* _GOAL OF THE EXERCISE_: Could you copy each line of the listing that holds "example"?

* _DATA FOR ANALYSIS_:

#####

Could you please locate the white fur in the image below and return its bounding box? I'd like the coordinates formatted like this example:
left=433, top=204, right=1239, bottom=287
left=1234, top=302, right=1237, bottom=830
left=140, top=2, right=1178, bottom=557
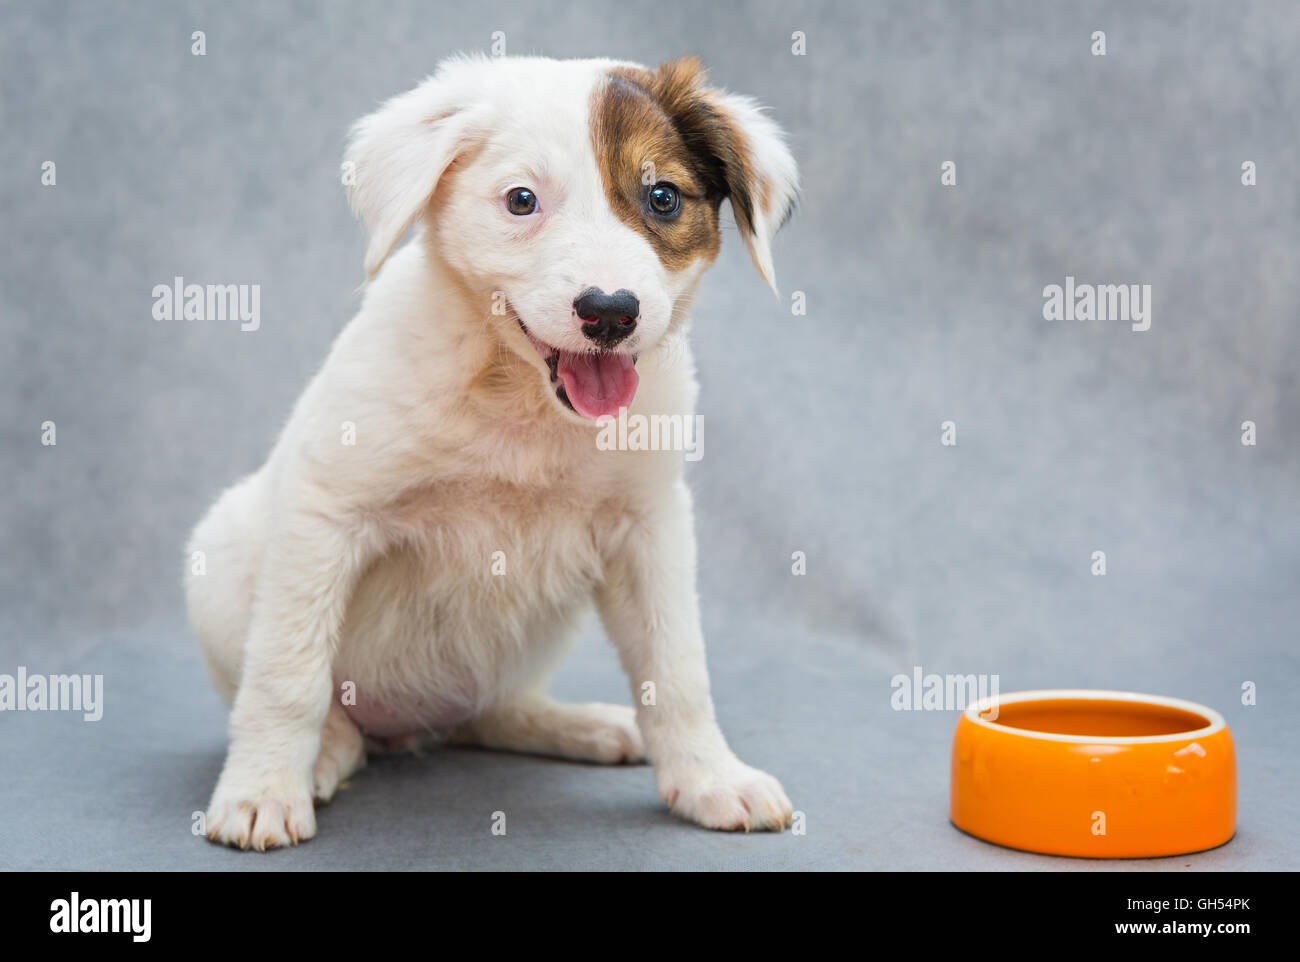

#####

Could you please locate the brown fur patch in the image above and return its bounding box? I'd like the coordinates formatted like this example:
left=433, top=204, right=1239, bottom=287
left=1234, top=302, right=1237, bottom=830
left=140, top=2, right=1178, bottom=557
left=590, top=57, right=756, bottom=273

#####

* _WRITTEN SOLUTION_:
Could you please locate the white fur in the image below and return its bounding box? I'd like the coordinates formatted like this example:
Could you please locate the brown fur patch in the image above and return its bounding box? I'd like the coordinates formatted like this example:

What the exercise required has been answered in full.